Dataset rows
────────────────────

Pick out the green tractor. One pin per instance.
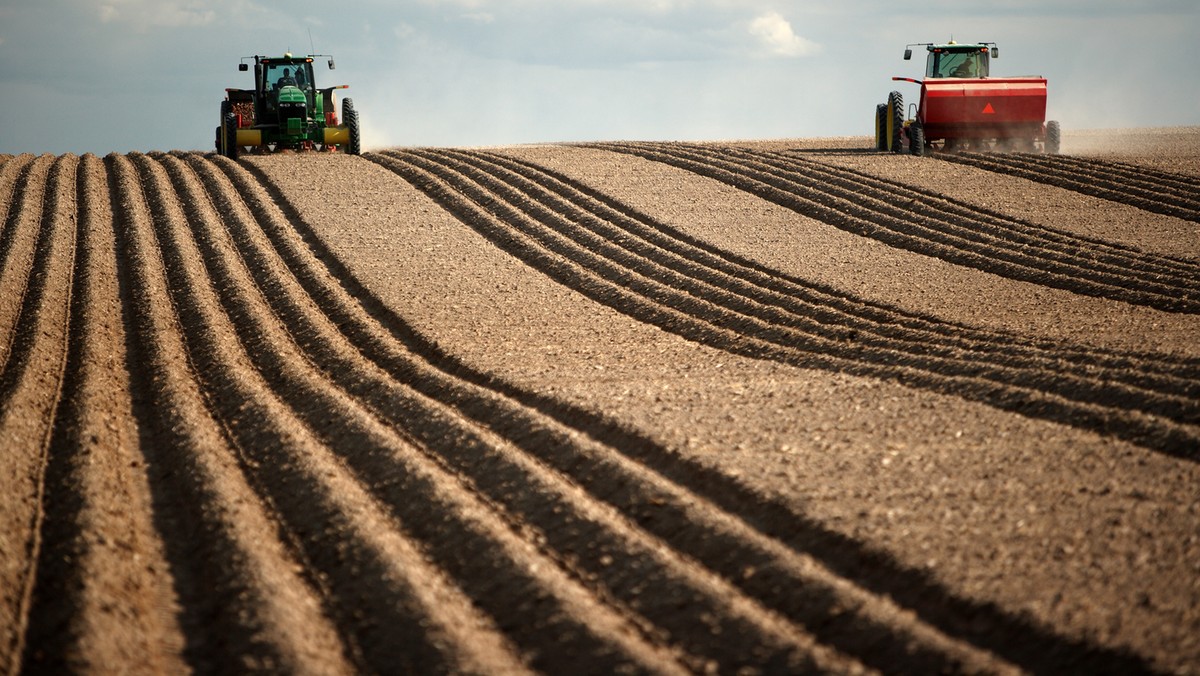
(286, 111)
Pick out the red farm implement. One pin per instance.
(963, 107)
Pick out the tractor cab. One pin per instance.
(954, 60)
(285, 91)
(286, 111)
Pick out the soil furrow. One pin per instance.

────────────────────

**WORK TO DO**. Rewrite the entries with every "Pick out" changed to "Mark" and everything else kept the same. Omit the pictures.

**EXERCISE SOLUTION**.
Mark the green tractor. One pin per instance.
(286, 111)
Mark the red farm implement. One pin per instance.
(963, 107)
Mark the tractor cab. One pin per instance.
(954, 60)
(285, 91)
(286, 111)
Mark the soil furrow. One pin per instance.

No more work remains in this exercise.